Input material start

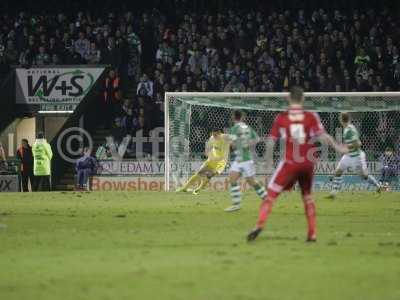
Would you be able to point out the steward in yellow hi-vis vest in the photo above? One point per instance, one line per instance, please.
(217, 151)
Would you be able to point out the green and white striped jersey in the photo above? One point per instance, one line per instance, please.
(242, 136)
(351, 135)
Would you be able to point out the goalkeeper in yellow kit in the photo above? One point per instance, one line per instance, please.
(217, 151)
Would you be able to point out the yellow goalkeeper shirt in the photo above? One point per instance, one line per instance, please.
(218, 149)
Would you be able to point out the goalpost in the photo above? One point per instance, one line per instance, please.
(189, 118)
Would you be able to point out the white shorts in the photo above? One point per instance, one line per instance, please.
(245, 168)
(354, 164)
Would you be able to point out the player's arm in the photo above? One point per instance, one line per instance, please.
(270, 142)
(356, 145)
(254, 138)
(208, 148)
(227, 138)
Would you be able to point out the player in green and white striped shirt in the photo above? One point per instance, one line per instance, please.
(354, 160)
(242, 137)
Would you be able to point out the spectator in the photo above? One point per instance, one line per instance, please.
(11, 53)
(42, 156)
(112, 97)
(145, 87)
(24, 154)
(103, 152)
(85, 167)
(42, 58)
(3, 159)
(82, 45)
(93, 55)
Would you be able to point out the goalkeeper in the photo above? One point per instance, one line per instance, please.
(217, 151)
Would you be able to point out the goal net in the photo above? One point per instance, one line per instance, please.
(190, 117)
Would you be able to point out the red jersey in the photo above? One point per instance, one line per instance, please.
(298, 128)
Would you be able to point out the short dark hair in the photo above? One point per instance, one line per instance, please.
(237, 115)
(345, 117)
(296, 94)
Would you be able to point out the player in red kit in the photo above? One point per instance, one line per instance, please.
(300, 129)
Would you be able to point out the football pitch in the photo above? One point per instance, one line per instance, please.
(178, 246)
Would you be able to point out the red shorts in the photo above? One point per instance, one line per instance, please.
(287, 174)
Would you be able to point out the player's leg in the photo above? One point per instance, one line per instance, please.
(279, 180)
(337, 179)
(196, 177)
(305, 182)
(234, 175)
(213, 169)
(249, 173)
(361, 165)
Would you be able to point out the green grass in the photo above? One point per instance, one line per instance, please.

Input material end

### [What you have to do]
Copy all of the rows above word for word, leaving out the pictures.

### [The output]
Would you be able to point out the steward in yellow hi-vis vest in the photo above? One point per instance, one line per instance, please.
(217, 151)
Would you be able to point out the green and white striped jersey in the photo above? One point per instance, one line per instance, please.
(242, 136)
(351, 135)
Would you be able to point out the goalkeeper in yellow kit in the photo above? One point per instance, one line per instance, please.
(217, 151)
Would you be able to point out the yellow goalkeeper shirt in the photo above? One point per instance, one line per instance, please.
(218, 149)
Would you be able to point out the goalpost in the photo above? One point per instance, one line per instance, please.
(189, 118)
Would you be able to point out the white shorts in the photo above? One point per instance, one line per instance, please.
(245, 168)
(354, 164)
Would you be able to point out the player's arm in the photo above? One point per instance, one line per instance, please.
(270, 142)
(356, 145)
(254, 138)
(208, 148)
(227, 138)
Would you be able to point out the player in green and white striped shirt in the photo above? One point per instance, one line per instance, please.
(354, 160)
(242, 137)
Would you be able to point out the spectator in the photo above? One point per instance, one line per instance, please.
(11, 53)
(42, 156)
(112, 97)
(145, 87)
(24, 154)
(103, 152)
(85, 167)
(42, 58)
(3, 159)
(82, 45)
(93, 55)
Would you be able to point out the goalkeeper in the photo above? One point per instance, one line per instance, please.
(217, 151)
Would you be able to point out the goal net in the photo above? One point per instance, one line per instance, please.
(190, 117)
Would you be able to point out the red jersey in the photo above? One point per instance, one line per instance, please.
(298, 128)
Would you be able to point out the short dark hair in the photo above? One point per instance, one line per instance, please.
(237, 115)
(345, 117)
(296, 94)
Would you be able to point out the player in red kit in the photo above? One point per instance, one line per instance, please.
(300, 129)
Would you be able to point out the football pitch in the photo above? One point per instance, one line per instance, please.
(178, 246)
Would you be able to point out the red shorts in the photo above? One point per instance, one line per instance, please.
(287, 174)
Would you be able to point out the player's leg in the photo above? One point per instance, one line per instance, please.
(279, 180)
(337, 179)
(196, 177)
(305, 182)
(234, 175)
(213, 169)
(249, 173)
(361, 165)
Would you be able to point out the green grass in the photo above? One point per instance, one line per instance, please.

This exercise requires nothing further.